**Data provided**
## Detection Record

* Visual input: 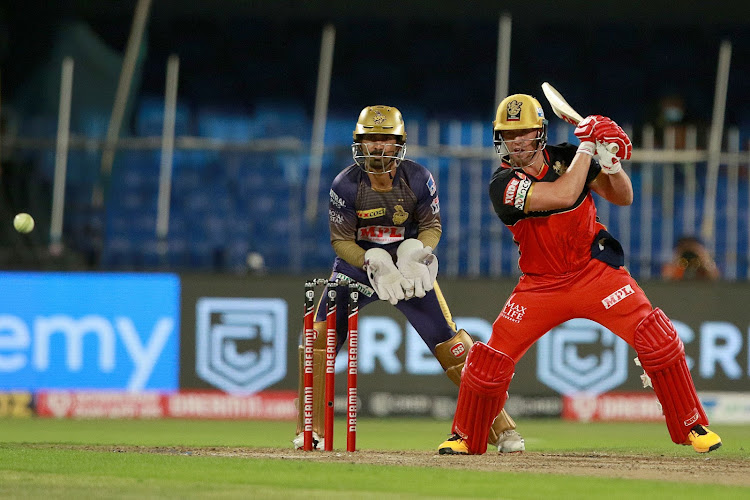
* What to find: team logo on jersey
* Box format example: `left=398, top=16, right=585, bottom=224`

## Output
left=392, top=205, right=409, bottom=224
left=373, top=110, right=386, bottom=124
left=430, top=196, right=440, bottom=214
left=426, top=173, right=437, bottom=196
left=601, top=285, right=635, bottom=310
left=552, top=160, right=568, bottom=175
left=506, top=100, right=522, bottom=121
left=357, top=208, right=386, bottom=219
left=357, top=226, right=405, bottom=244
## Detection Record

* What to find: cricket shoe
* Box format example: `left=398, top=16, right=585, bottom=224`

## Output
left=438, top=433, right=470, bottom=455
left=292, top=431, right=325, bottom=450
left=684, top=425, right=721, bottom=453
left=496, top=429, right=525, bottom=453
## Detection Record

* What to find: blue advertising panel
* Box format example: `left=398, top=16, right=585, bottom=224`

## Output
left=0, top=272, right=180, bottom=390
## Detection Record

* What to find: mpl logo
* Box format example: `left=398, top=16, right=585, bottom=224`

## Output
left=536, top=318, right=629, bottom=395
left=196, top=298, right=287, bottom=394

**Task directions**
The expected output is every entry above, retyped exactly, with the pictures removed.

**Result for this task**
## Detection Record

* Visual input: 
* What to find: team logo on jersey
* Box format example: `left=398, top=16, right=585, bottom=224`

## Output
left=392, top=205, right=409, bottom=224
left=373, top=110, right=386, bottom=124
left=430, top=196, right=440, bottom=214
left=426, top=173, right=437, bottom=196
left=601, top=285, right=635, bottom=310
left=552, top=160, right=568, bottom=175
left=506, top=100, right=522, bottom=121
left=357, top=208, right=386, bottom=219
left=357, top=226, right=405, bottom=244
## Detection Record

* What to find: cricket shoe
* Box format example: `left=398, top=16, right=585, bottom=224`

## Output
left=438, top=433, right=470, bottom=455
left=292, top=431, right=325, bottom=450
left=684, top=425, right=721, bottom=453
left=496, top=429, right=525, bottom=453
## Detection Record

* What to find: blue advertising panel
* Box format example: `left=398, top=16, right=585, bottom=224`

## Output
left=0, top=272, right=180, bottom=390
## Detection Record

* What to find: mpl logo
* Box format example: `left=398, top=16, right=585, bottom=224`

## Output
left=536, top=318, right=629, bottom=395
left=196, top=298, right=287, bottom=394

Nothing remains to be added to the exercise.